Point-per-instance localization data
□ □ □ □ □

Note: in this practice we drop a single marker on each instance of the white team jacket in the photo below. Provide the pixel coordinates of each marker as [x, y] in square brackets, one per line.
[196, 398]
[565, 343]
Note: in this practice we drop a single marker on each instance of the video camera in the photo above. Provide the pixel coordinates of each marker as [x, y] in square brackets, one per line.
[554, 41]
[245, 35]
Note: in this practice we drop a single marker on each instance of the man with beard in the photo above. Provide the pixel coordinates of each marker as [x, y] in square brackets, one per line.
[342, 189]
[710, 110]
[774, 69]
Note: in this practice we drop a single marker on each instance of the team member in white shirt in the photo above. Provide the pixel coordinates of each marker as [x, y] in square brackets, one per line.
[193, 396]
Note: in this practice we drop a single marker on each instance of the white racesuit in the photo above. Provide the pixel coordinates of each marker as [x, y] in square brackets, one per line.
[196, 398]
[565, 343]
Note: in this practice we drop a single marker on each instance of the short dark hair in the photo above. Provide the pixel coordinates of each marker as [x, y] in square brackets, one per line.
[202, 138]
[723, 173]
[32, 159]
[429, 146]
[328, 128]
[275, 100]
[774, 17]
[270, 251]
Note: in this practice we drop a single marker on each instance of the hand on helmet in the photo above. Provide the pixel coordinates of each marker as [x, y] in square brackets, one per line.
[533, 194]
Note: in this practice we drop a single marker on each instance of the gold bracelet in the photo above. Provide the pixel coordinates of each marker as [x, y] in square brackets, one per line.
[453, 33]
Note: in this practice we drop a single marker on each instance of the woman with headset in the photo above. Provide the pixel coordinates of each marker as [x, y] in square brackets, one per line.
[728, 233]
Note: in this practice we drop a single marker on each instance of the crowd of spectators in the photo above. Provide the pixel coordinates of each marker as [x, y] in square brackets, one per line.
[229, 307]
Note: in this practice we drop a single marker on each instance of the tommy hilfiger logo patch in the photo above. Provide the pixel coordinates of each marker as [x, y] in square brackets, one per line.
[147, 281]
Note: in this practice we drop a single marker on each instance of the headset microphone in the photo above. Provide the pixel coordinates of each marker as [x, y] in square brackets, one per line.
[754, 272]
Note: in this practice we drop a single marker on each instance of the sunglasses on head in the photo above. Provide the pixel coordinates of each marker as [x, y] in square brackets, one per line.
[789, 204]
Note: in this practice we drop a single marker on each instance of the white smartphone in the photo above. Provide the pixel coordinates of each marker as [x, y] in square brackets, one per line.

□ □ □ □ □

# THE TASK:
Now that the records have been shown, restate each one word for word.

# OUTPUT OF THE EXERCISE:
Note: in this practice we drop a single marker on each instance of the white team jacket in the photo below. Provide the pixel coordinates of each marker as [x, y] in square brackets, one per line.
[196, 398]
[565, 343]
Note: in this practice we drop a single marker on each instance of the video camera in the photo above. Provide the pixel coordinates of each marker as [x, y] in square brackets, one per line.
[554, 41]
[245, 35]
Note: in this practice we drop a single marker on each instance of the man with beard in the photo above. Provide the pixel coordinates of each marker as [x, y] in square brackets, one per line.
[342, 189]
[710, 110]
[774, 69]
Note: in this practice we drop a single marker on each instance of the team member in white shirt in the photo above. Provide the pixel coordinates of each marker as [x, y] in square brackets, one per line.
[193, 396]
Note: in this practice we drop a single marker on each instance of the white racesuit in the photo above. Provide the pixel coordinates of each marker as [x, y] in square brackets, one per line.
[196, 398]
[565, 343]
Note: in this practice we drop a single marker on each instance of the short dark hair in the photo above. Provide the pixel coordinates of each marker as [x, y] in square brackets, one per line.
[202, 138]
[723, 173]
[32, 159]
[429, 146]
[328, 128]
[275, 100]
[774, 17]
[270, 251]
Note: in this practice we drop a single marker on each instance of the hand on helmet in the photo above. Provide the pixel coordinates of each marker as [x, y] in square brackets, one per line.
[533, 194]
Note: in this practice we drop a single marker on each instance of the gold bracelet in the photo above. Provide the pixel coordinates of each marker as [x, y] in square brackets, one per line.
[453, 33]
Note: in this practice we drop a single marker on each instance of the woman with headset in the photo above. Provide the pixel coordinates of each marker as [x, y] in square brackets, one per line.
[728, 233]
Note: in this practice we drop a single marker on each instance of the crowd of spectators in the photo above. Provide the pixel coordinates of each marker as [x, y] in square brackets, one per line.
[229, 307]
Note: in this practice we drop a single marker on each instance of the tommy hilfiger logo patch in the photo above. Provide the pixel coordinates of each marker as [x, y] in square brackets, one per line.
[147, 281]
Note: in this practice we drop a single marker on each instance of the headset microphone in the photo above. Provide the pixel coordinates of each marker as [x, y] in square brackets, one per line.
[754, 272]
Note: in this practice we drop a single marker on each instance of the sunglasses on head in the photo above. Provide the pixel coordinates of each marker as [x, y] in square brackets, one per line.
[789, 204]
Note: in this practice we drop a single marker on each instance of the white smartphone in the photo above. Provide the pixel coordinates of each marker as [x, y] in square brackets, one per line.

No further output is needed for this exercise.